──────── Извлеченный текст
Домработницы у нас тогда не было, девать меня было некуда, и папочка брал меня с собой на работу. Деньги тогда ничего не стоили, все - и продукты, и промтовары распределялись по карточкам. Чтобы прожить, сотрудники Академии подрабатывали за спирт, который всегда на Руси был абсолютной валютой, или за дополнительные карточки. Подрабатывали, где придется. Папочка и его приятель А.А. Попов, рыжий, курчавый и очень симпатичный человек, географ, впоследствии профессор МГУ, работали грузчиками: возили муку на "пятитонке", а я, если уставал, спал в кабине. Жили бедно, одежды никакой, дома папочка ходил в ватнике, полученном, как спецодежда для командировок. Мне запомнилось, как папочка закрашивал чернилами белые протертые места на брюках у карманов.

К лету сорок четвертого меня пристроили на детскую площадку при Академии: это была небольшая группка детишек, мы гуляли под присмотром какой-то женщины в Нескучном саду под окнами Президиума Академии. Нас не кормили, не поили, спать было негде, мы просто гуляли под открытым небом, часа четыре - пять, если устанем - можно было посидеть где-нибудь на скамеечке. Было скучно и грустно, мне это очень не нравилось, днем прибегал папа и вел меня обедать в столовую для взрослых. Огромный зал, столы, покрытые клеенкой, я еле выглядываю из-за (или из-под) стола, нужно быстро есть, меня торопили, а все - невкусное и горячее. Я всегда в детстве мечтал быть чем-то вроде верблюда или коровы: можно быстро запихнуть еду куда-нибудь и не мучаться. Единственное воспоминание - солнечное затмение 20 июля 1944 года. Все в Москве готовились к нему - коптили стекла, искали засвеченные пленки, самого затмения я не видел, мы были под густыми кронами деревьев, а воспитательница не удосужилась показать нам его, все потемнело, наступила почти ночь, а мне запомнились яркие контрастные блики на черной воде Москва-реки.
────────────────
──────── Извлеченные данные
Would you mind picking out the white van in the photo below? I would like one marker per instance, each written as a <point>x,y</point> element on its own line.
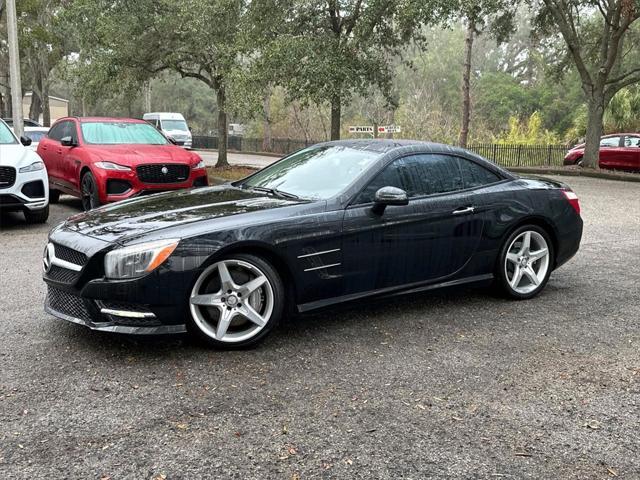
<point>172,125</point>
────────────────
──────── Извлеченные данные
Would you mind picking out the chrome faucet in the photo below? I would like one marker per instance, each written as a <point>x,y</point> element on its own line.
────────────────
• **Условие задачи**
Извлеките из отрывка воспоминаний фрагмент от слов «Домработницы у нас» до слов «брюках у карманов.» включительно, без изменений. Данные не имеют отношения к отрывку воспоминаний.

• **Ответ на задание**
Домработницы у нас тогда не было, девать меня было некуда, и папочка брал меня с собой на работу. Деньги тогда ничего не стоили, все - и продукты, и промтовары распределялись по карточкам. Чтобы прожить, сотрудники Академии подрабатывали за спирт, который всегда на Руси был абсолютной валютой, или за дополнительные карточки. Подрабатывали, где придется. Папочка и его приятель А.А. Попов, рыжий, курчавый и очень симпатичный человек, географ, впоследствии профессор МГУ, работали грузчиками: возили муку на "пятитонке", а я, если уставал, спал в кабине. Жили бедно, одежды никакой, дома папочка ходил в ватнике, полученном, как спецодежда для командировок. Мне запомнилось, как папочка закрашивал чернилами белые протертые места на брюках у карманов.